Available data:
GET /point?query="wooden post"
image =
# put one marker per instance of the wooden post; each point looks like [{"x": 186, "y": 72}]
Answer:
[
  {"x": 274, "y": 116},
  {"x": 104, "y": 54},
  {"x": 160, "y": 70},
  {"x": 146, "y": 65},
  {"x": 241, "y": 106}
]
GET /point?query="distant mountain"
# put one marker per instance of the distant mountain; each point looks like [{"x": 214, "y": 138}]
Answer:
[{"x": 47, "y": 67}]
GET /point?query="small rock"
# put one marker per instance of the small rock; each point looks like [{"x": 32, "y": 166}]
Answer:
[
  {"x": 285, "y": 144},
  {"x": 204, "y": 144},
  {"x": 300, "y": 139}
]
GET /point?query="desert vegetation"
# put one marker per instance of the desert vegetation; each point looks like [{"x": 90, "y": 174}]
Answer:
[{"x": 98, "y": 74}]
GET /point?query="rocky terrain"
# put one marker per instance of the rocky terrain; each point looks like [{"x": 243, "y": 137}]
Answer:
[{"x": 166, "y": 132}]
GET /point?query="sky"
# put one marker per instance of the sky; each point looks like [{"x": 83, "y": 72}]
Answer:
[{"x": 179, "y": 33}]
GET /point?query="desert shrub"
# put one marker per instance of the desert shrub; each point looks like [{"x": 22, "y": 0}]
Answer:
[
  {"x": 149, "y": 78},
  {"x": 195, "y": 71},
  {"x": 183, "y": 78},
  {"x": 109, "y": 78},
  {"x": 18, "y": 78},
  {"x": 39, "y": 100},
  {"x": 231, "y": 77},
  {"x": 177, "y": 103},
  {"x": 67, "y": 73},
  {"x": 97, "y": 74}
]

...

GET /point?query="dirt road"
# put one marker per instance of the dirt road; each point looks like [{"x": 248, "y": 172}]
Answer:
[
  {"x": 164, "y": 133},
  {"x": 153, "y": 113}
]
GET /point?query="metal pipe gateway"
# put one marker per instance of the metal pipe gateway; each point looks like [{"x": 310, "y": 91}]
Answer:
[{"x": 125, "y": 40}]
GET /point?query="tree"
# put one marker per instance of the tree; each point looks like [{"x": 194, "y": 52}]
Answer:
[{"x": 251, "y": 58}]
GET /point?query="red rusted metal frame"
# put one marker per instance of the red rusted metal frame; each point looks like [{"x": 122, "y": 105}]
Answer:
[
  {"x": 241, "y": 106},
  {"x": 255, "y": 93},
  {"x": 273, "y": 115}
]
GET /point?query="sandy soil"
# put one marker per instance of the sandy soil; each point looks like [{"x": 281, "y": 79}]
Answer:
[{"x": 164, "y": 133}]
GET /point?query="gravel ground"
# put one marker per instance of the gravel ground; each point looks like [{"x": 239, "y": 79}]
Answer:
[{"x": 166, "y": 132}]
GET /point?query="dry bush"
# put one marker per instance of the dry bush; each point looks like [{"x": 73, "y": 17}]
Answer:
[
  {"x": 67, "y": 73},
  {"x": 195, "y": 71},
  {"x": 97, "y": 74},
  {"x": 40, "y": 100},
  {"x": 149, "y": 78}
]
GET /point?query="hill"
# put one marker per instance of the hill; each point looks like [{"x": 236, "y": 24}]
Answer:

* * *

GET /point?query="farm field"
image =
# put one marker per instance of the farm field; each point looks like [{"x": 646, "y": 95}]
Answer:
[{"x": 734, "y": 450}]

Aim of the task: Whenever a line of the data includes the word "gateway", show that line in full.

Response to this exercise:
GET /point?query="metal pipe gateway"
# put one marker per instance of the metal pipe gateway; each point looks like [{"x": 310, "y": 91}]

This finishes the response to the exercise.